:: Teks Berita
Breaking News

Gawat, Tawaran Islah 'Bergentayangan' ke Para Mantan Anggota DPRD NTB

TGH. Najamudin Mustafa.

Lombok Timur (postkotantb.com)- Kabar tentang adanya tawaran islah dari oknum pendatang baru di DPRD NTB kepada para mantan dewan yang tidak terpilih berkaitan dengan kasus dugaan bagi-bagi uang siluman, mengusik salah satu mantan anggota dewan, TGH. Najamudin. 

"Iya, memang ada semacam tawaran islah. Tapi saya tegaskan tidak mungkin islah. Tidak mungkin menyelesaikan masalah hukum di luar hukum,” ungkap TGH Najamuddin Mustafa, Kamis (24/7/2025).

Pria yang khas berpenampilan agamis ini disebut sebagai tokoh kunci di balik mencuatnya dugaan bagi-bagi uang siluman yang menyasar pada oknum anggota dewan. Kasus dugaan korupsi ini tengah diusut Kejaksaan Tinggi (Kejati) NTB dan jumlah anggota DPRD NTB yang dipanggil untuk dimintai keterangan juga terus bertambah.

Ia menegaskan, kasus tindak pidana korupsi tidak mengenal islah. Karena itu, tidak mungkin dirinya membuat kesepakatan di belakang layar. Terlebih lagi kasus ini tengah diusut APH. Tokoh asal Lombok Timur ini mengingatkan agar oknum dewan yang terlibat dalam kasus dugaan bagi-bagi uang siluman, siap-siap untuk bertanggung jawab.

“Tidak boleh ada perundingan. Hukum itu, kalau bersalah, ya penjara,” tegas TGH Najamuddin.

Kasus ini sendiri bermula dari pemotongan program Pokir Anggota DPRD NTB Periode 2019-2024 yang sudah menjadi Daftar Pelaksanaan Anggaran di APBD NTB tahun 2025. 

Program Pokir tersebut memang masih menjadi hak anggota DPRD NTB sebelumnya, karena berasal dari penjaringan aspirasi mereka dan juga disahkan dalam APBD tatkala mereka masih menjabat.

Berdasarkan informasi, lanjut dia, ada beberapa oknum anggota dewan baru di DPRD NTB yang mengkoordinir pembagian uang kepada rekan-rekannya sesama anggota dewan baru. 

Uang yang dibagikan tersebut merupakan fee dari anggaran program yang akan didapatkan para anggota dewan yang bersumber dari pemotongan Pokir 39 anggota DPRD NTB di periode sebelumnya, namun tidak terpilih kembali.

Informasinya, masing-masing anggota dewan baru akan dijatahkan sebesar Rp. 2 miliar. Akan tetapi tidak diberikan dalam bentuk program, melainkan dalam bentuk uang fee sebesar 15 persen dari total anggaran program atau setara dengan sekitar Rp. 300 juta.
::::
Yang Harus Dikerjakan:
1. Tentukan apakah setiap pernyataan berikut sesuai dengan teks berita: (a) tokoh asal Lombok Timur itu menegaskan bahwa islah tidak mungkin, (b) kasus dugaan korupsi ini diusut oleh Kejaksaan Tinggi NTB, (c) Pokir yang dipotong berasal dari 39 anggota DPRD NTB periode sebelumnya yang terpilih kembali. Jawab ya atau tidak, lalu kutip kata-kata teks berita yang menjadi penentunya.
2. Salin dengan tepat bagian teks berita di antara "Gawat, Tawaran Islah" dan "Mustafa, Kamis (24/7/2025).", termasuk kedua batas itu.
:: Catatan yang Diberikan
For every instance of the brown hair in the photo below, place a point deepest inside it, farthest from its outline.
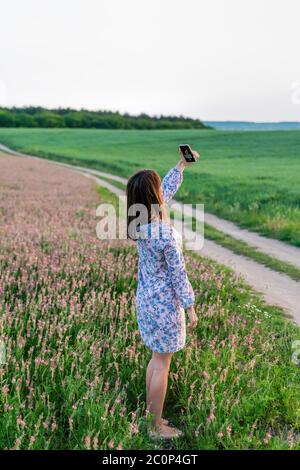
(144, 187)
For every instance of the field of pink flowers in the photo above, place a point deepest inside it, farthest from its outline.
(74, 372)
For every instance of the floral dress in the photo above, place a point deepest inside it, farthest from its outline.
(164, 290)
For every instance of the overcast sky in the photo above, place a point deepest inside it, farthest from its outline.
(211, 59)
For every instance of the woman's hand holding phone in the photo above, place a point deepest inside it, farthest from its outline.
(183, 162)
(193, 319)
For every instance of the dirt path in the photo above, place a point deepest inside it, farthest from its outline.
(276, 288)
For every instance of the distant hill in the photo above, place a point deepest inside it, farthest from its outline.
(84, 118)
(253, 126)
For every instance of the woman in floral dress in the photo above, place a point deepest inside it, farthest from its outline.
(164, 291)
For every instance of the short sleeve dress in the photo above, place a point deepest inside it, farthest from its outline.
(164, 290)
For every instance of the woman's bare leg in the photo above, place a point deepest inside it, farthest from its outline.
(157, 380)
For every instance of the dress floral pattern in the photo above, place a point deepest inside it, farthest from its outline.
(164, 290)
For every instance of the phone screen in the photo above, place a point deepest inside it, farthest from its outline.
::::
Jawaban Tiap Tugas:
1.
(a) Ya: "Tapi saya tegaskan tidak mungkin islah."
(b) Ya: "Kasus dugaan korupsi ini tengah diusut Kejaksaan Tinggi (Kejati) NTB"
(c) Tidak: "pemotongan Pokir 39 anggota DPRD NTB di periode sebelumnya, namun tidak terpilih kembali."

2.
Gawat, Tawaran Islah 'Bergentayangan' ke Para Mantan Anggota DPRD NTB

TGH. Najamudin Mustafa.

Lombok Timur (postkotantb.com)- Kabar tentang adanya tawaran islah dari oknum pendatang baru di DPRD NTB kepada para mantan dewan yang tidak terpilih berkaitan dengan kasus dugaan bagi-bagi uang siluman, mengusik salah satu mantan anggota dewan, TGH. Najamudin. 

"Iya, memang ada semacam tawaran islah. Tapi saya tegaskan tidak mungkin islah. Tidak mungkin menyelesaikan masalah hukum di luar hukum,” ungkap TGH Najamuddin Mustafa, Kamis (24/7/2025).